* _Task prompt_: Would you please print the data a second time, exactly as it stands?

(Stored items from a collection)
....

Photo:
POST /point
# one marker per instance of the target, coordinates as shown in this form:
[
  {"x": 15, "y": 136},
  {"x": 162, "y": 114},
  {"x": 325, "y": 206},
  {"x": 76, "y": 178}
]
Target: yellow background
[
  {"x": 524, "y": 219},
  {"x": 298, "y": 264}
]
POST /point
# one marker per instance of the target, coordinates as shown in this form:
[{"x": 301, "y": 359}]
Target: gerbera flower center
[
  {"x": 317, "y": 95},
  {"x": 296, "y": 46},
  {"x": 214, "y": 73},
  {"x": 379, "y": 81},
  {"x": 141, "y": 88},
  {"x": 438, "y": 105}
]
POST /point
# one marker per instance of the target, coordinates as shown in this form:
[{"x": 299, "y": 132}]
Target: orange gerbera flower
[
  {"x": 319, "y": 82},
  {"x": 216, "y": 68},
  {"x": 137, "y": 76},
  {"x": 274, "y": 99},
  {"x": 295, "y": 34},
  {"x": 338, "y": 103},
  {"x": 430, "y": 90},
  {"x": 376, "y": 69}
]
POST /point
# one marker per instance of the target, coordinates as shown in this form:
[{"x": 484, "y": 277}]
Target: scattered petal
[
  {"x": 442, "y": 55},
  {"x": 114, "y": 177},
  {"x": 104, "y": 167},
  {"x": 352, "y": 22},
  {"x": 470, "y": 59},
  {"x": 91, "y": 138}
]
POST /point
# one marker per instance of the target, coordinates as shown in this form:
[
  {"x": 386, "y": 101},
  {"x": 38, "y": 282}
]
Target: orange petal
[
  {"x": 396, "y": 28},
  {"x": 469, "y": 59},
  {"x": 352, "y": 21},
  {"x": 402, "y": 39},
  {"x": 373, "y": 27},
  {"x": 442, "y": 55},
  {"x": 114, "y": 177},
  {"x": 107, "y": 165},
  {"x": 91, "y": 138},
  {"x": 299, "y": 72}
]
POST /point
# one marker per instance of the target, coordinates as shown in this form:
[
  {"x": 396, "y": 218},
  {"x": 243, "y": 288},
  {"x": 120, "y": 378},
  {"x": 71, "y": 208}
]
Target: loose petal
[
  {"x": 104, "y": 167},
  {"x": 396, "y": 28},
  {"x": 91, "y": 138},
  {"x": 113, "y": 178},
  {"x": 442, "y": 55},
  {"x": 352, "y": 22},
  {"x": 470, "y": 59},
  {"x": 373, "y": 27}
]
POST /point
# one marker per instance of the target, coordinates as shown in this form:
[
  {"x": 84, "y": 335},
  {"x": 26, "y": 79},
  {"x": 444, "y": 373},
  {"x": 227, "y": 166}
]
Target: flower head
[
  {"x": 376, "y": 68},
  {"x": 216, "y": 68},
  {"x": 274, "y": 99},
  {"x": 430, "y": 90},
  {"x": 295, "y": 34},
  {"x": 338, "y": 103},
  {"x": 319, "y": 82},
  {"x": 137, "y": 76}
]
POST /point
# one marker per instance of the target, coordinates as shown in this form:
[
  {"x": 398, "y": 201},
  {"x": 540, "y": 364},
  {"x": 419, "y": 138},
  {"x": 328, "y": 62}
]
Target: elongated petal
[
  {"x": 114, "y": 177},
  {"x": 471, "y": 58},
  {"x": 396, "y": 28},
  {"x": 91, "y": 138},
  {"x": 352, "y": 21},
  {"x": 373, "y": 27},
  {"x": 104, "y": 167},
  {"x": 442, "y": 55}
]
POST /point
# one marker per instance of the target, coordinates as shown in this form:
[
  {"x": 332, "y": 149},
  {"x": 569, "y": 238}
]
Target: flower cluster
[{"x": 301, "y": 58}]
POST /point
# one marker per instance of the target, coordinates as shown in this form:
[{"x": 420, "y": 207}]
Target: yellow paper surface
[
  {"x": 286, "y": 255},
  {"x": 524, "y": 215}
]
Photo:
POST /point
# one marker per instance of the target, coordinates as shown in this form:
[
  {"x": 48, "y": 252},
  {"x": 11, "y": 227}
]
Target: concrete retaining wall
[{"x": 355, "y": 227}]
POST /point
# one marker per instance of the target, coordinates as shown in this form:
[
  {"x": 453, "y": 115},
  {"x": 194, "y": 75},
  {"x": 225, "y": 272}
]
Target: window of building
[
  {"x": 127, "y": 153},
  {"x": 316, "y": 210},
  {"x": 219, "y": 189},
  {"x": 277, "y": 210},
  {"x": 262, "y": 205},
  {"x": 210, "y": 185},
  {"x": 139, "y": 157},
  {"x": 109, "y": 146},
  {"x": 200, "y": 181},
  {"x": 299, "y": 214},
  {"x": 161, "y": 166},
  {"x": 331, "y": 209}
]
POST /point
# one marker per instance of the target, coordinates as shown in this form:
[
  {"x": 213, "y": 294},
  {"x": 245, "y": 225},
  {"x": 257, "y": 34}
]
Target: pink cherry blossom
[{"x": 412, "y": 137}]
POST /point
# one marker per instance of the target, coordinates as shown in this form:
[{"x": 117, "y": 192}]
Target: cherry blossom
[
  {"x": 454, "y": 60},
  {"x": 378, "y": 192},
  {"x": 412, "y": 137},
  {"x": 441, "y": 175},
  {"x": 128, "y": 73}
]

....

* _Written response_:
Photo:
POST /point
# one marker per instance of the target, coordinates as shown in this form:
[
  {"x": 15, "y": 136},
  {"x": 162, "y": 114},
  {"x": 325, "y": 206},
  {"x": 76, "y": 178}
]
Target: yellow background
[
  {"x": 524, "y": 219},
  {"x": 298, "y": 264}
]
POST /point
# one marker per instance of the target, coordinates as shown in this form:
[{"x": 301, "y": 359}]
Target: gerbera flower center
[
  {"x": 317, "y": 95},
  {"x": 296, "y": 46},
  {"x": 214, "y": 73},
  {"x": 379, "y": 81},
  {"x": 141, "y": 88},
  {"x": 438, "y": 105}
]
POST /point
# one marker per instance of the target, coordinates as shown in this form:
[{"x": 299, "y": 132}]
Target: orange gerbera flower
[
  {"x": 319, "y": 82},
  {"x": 216, "y": 68},
  {"x": 137, "y": 76},
  {"x": 274, "y": 99},
  {"x": 295, "y": 34},
  {"x": 338, "y": 103},
  {"x": 430, "y": 90},
  {"x": 376, "y": 69}
]
POST /point
# one marker per instance of the target, coordinates as shown in this form:
[{"x": 484, "y": 277}]
Target: scattered petal
[
  {"x": 442, "y": 55},
  {"x": 114, "y": 177},
  {"x": 104, "y": 167},
  {"x": 352, "y": 22},
  {"x": 470, "y": 59},
  {"x": 91, "y": 138}
]
POST /point
# one marker per instance of the target, coordinates as shown in this form:
[
  {"x": 386, "y": 101},
  {"x": 38, "y": 282}
]
Target: orange petal
[
  {"x": 396, "y": 28},
  {"x": 469, "y": 59},
  {"x": 352, "y": 21},
  {"x": 402, "y": 39},
  {"x": 373, "y": 27},
  {"x": 442, "y": 55},
  {"x": 114, "y": 177},
  {"x": 107, "y": 165},
  {"x": 91, "y": 138},
  {"x": 299, "y": 72}
]
POST /point
# one marker per instance of the target, coordinates as shown in this form:
[
  {"x": 396, "y": 218},
  {"x": 243, "y": 288},
  {"x": 120, "y": 378},
  {"x": 71, "y": 208}
]
Target: loose petal
[
  {"x": 104, "y": 167},
  {"x": 396, "y": 28},
  {"x": 91, "y": 138},
  {"x": 113, "y": 178},
  {"x": 442, "y": 55},
  {"x": 352, "y": 22},
  {"x": 470, "y": 59},
  {"x": 373, "y": 27}
]
POST /point
# one marker per instance of the target, coordinates as shown in this form:
[
  {"x": 84, "y": 335},
  {"x": 26, "y": 79},
  {"x": 444, "y": 373},
  {"x": 227, "y": 166}
]
Target: flower head
[
  {"x": 376, "y": 68},
  {"x": 216, "y": 68},
  {"x": 274, "y": 99},
  {"x": 430, "y": 90},
  {"x": 295, "y": 34},
  {"x": 338, "y": 103},
  {"x": 319, "y": 82},
  {"x": 137, "y": 76}
]
POST /point
# one marker per instance of the target, coordinates as shown in this form:
[
  {"x": 398, "y": 201},
  {"x": 540, "y": 364},
  {"x": 419, "y": 138},
  {"x": 328, "y": 62}
]
Target: elongated petal
[
  {"x": 114, "y": 177},
  {"x": 471, "y": 58},
  {"x": 396, "y": 28},
  {"x": 91, "y": 138},
  {"x": 352, "y": 21},
  {"x": 373, "y": 27},
  {"x": 104, "y": 167},
  {"x": 442, "y": 55}
]
POST /point
# one marker per instance of the target, coordinates as shown in this form:
[
  {"x": 332, "y": 149},
  {"x": 569, "y": 238}
]
Target: flower cluster
[{"x": 301, "y": 58}]
POST /point
# one marker per instance of the target, coordinates as shown in this form:
[{"x": 420, "y": 207}]
Target: yellow paper surface
[
  {"x": 286, "y": 255},
  {"x": 524, "y": 215}
]
Photo:
POST /point
# one marker per instance of the target, coordinates as shown in this form:
[
  {"x": 48, "y": 252},
  {"x": 11, "y": 227}
]
Target: concrete retaining wall
[{"x": 355, "y": 227}]
POST /point
# one marker per instance of the target, coordinates as shown in this form:
[
  {"x": 453, "y": 115},
  {"x": 194, "y": 75},
  {"x": 225, "y": 272}
]
Target: window of building
[
  {"x": 127, "y": 153},
  {"x": 316, "y": 210},
  {"x": 219, "y": 189},
  {"x": 277, "y": 210},
  {"x": 262, "y": 205},
  {"x": 210, "y": 185},
  {"x": 139, "y": 157},
  {"x": 109, "y": 146},
  {"x": 200, "y": 181},
  {"x": 299, "y": 214},
  {"x": 161, "y": 166},
  {"x": 331, "y": 209}
]
POST /point
# one marker per instance of the target, coordinates as shown in this form:
[
  {"x": 213, "y": 294},
  {"x": 245, "y": 225},
  {"x": 257, "y": 34}
]
Target: pink cherry blossom
[{"x": 412, "y": 137}]
POST /point
# one marker per instance of the target, coordinates as shown in this form:
[{"x": 117, "y": 192}]
Target: cherry blossom
[
  {"x": 454, "y": 60},
  {"x": 378, "y": 192},
  {"x": 412, "y": 137},
  {"x": 441, "y": 175},
  {"x": 128, "y": 73}
]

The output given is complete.